AÇÃO NECESSÁRIA 1>
De acordo com o texto sobre o consumo exagerado de álcool, com que frequência um jovem brasileiro morre de intoxicação aguda por álcool ou de outras complicações ligadas à bebida, segundo o portal Datasus?
AÇÃO NECESSÁRIA 2>
Dê a continuação do texto sobre o consumo exagerado de álcool, começando logo após a última frase apresentada.

TEXTO PARA ANÁLISE>
• • • • •

Situações graves associados ao consumo exagerado de álcool são cada vez mais comuns, infelizmente. Esse foi o caso do estudante Humberto Moura Fonseca, de 23 anos, da Universidade Estadual Paulista (Unesp), cuja a morte ocupou boa parte do noticiário nacional, no início do mês de março, ocasionada pela ingestão de 25 doses de vodca em uma festa de sua universidade.

Os números mostram que os casos como, por exemplo, o do estudante Humberto não representam uma situação tão incomum no Brasil. Segundo o portal Datasus, do Ministério da Saúde (MS), a cada 36 horas um jovem brasileiro morre de intoxicação aguda por álcool ou de outras complicações decorrente do consumo exagerado de bebida alcoólica. Anualmente cerca de R$ 250 milhões são gaastos com internações relacionadas ao uso excessivo de drogas. Em 2012, último dado disponível, 242 mortes na faixa dos 20 aos 29 anos foram causadas por transtornos causados pelo uso de álcool.

Ação educativa nas escolas

Em Goiás, a ação educativa mais antiga voltada para combater o uso de álcool nas escolas é o Programa Educacional de Resistência às Drogas (Proerd), que tem o objetivo orientar e principalmente conscientizar os alunos, da rede municipal e estadual de ensino, quanto aos malefícios do uso das drogas. Durante quatro meses, policiais ministram lições sobre o uso de drogas nas escolas e levam aos alunos cartilhas com orientações para contribuir com a construção da identidade e caráter do aluno.

• • • • •

Dados de indicação de regiões
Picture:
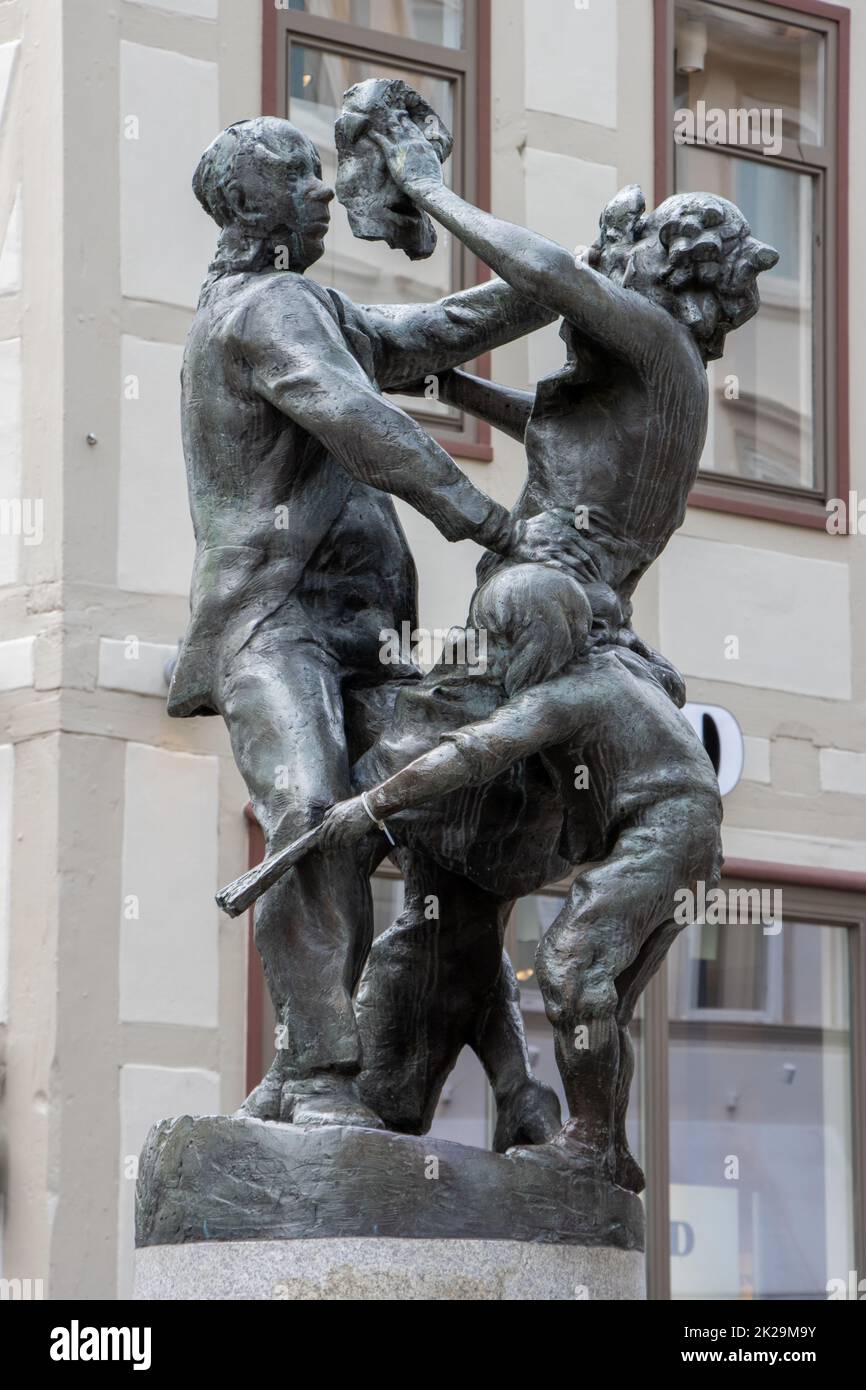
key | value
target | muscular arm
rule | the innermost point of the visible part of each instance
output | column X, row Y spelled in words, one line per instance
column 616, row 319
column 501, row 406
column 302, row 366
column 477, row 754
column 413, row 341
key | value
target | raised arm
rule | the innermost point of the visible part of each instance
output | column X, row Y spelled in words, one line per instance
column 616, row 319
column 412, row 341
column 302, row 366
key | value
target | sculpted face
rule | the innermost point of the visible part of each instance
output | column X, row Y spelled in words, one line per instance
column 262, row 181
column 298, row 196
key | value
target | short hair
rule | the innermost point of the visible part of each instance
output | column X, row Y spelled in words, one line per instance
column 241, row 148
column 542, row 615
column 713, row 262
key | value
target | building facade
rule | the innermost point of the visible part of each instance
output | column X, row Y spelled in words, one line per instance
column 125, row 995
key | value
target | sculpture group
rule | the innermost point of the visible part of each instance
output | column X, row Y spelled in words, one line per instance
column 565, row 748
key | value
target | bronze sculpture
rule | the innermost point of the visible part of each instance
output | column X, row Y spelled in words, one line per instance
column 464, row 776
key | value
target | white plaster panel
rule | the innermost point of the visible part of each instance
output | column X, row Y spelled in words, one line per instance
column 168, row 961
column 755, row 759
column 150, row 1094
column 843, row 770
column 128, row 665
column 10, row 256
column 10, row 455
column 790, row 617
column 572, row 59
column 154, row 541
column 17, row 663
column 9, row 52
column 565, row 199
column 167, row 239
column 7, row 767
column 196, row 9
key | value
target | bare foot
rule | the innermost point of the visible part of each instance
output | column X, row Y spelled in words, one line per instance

• • • • •

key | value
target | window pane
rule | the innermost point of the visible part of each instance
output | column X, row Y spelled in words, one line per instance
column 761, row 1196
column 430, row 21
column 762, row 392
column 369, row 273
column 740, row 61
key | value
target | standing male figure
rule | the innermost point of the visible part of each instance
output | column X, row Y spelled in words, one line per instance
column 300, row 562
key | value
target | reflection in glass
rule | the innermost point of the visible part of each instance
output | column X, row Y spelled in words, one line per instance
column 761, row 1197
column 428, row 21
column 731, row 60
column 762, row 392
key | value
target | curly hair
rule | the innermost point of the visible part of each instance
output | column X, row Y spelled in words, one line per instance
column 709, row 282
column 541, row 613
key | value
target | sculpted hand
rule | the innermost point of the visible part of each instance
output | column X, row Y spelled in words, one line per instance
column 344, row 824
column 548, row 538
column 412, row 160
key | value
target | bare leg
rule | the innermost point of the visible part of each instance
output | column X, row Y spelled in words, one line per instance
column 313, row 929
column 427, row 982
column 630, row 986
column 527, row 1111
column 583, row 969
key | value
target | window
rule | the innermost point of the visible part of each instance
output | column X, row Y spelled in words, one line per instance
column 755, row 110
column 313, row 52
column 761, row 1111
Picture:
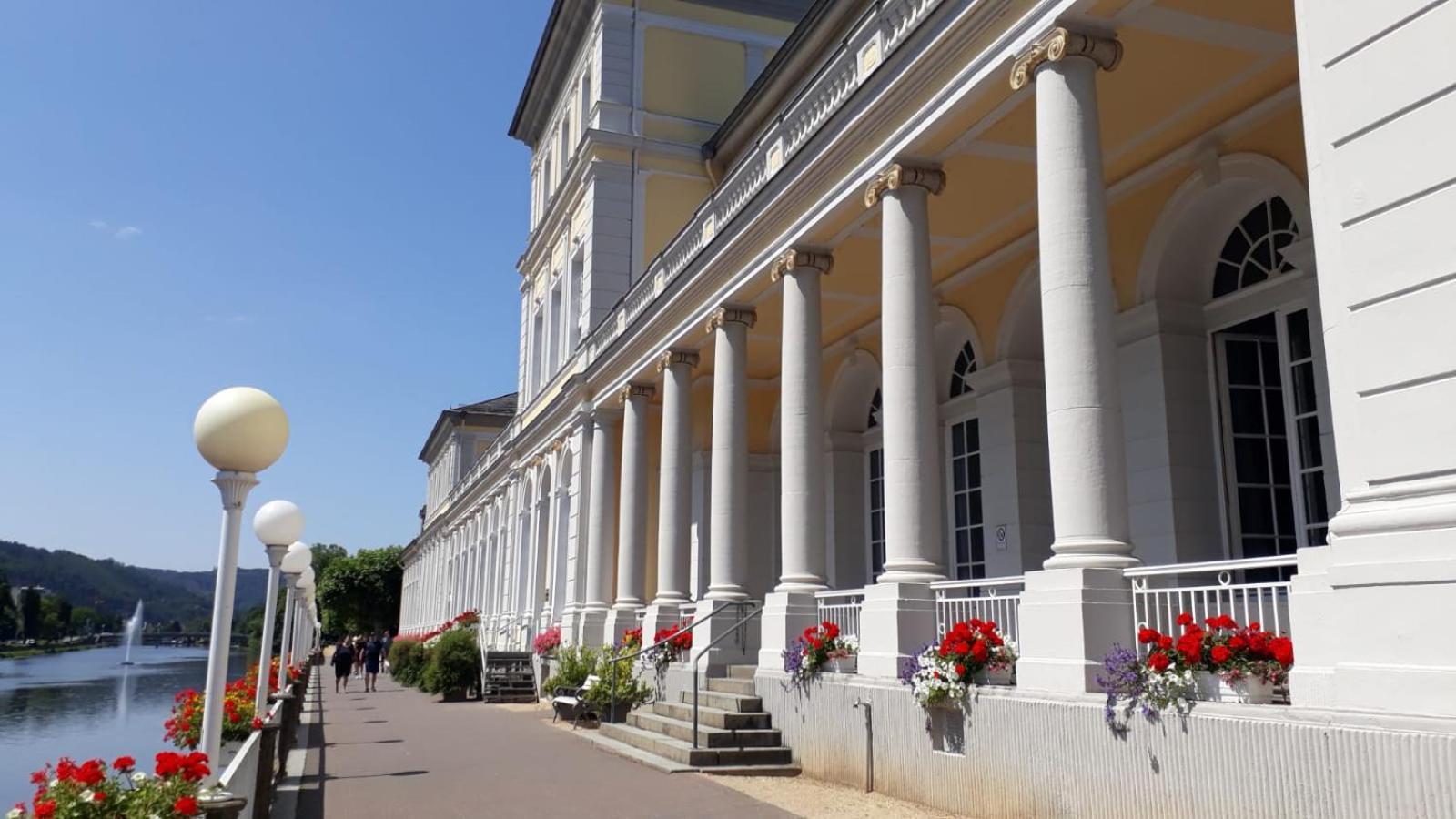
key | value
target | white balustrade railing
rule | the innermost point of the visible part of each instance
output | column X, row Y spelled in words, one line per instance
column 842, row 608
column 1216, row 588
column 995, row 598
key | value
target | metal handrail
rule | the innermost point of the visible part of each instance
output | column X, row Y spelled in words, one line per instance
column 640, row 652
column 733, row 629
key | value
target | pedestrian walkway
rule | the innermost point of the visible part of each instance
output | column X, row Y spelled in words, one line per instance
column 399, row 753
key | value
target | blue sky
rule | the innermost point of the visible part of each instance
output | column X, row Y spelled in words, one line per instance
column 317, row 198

• • • • •

RESULTADO DO EXERCÍCIO 1>
A cada 36 horas.

RESULTADO DO EXERCÍCIO 2>
“Na escola ainda não encontramos casos, mas a instituição é ciente que cada vez mais cedo o estudante possui o contato com as drogas”, explica o professor Rubem Deodoro da Silva Júnior, do Colégio Estadual Marechal Rondon, no setor Vila Irani, em Goiânia. Rubem conta que na última semana a escola recebeu a visita de dois policiais para ministrar uma palestra sobre a temática. Ele ficou encantado com o projeto e disse que desde então solicitou de imediato a implantação do programa na instituição.

Para o psicólogo Eriko Netto de Lima, os educadores também podem falar sobre o assunto em todas as disciplinas. Nesse caso, segundo ele, basta o professor adaptar o conteúdo para sala de aula. “Hoje, as escolas trabalham com o conceito inter-disciplinar, por isso um professor de matemática e de português, por exemplo, pode muito bem falar sobre o assunto”. Eriko afirma que essa é uma maneira de inserir nos planos pedagógicos das escolas de forma sútil a questão, sem comprometer com o rendimento do aluno, uma maneira de chamar a atenção do estudante sem colocalos em uma posição desconfortável.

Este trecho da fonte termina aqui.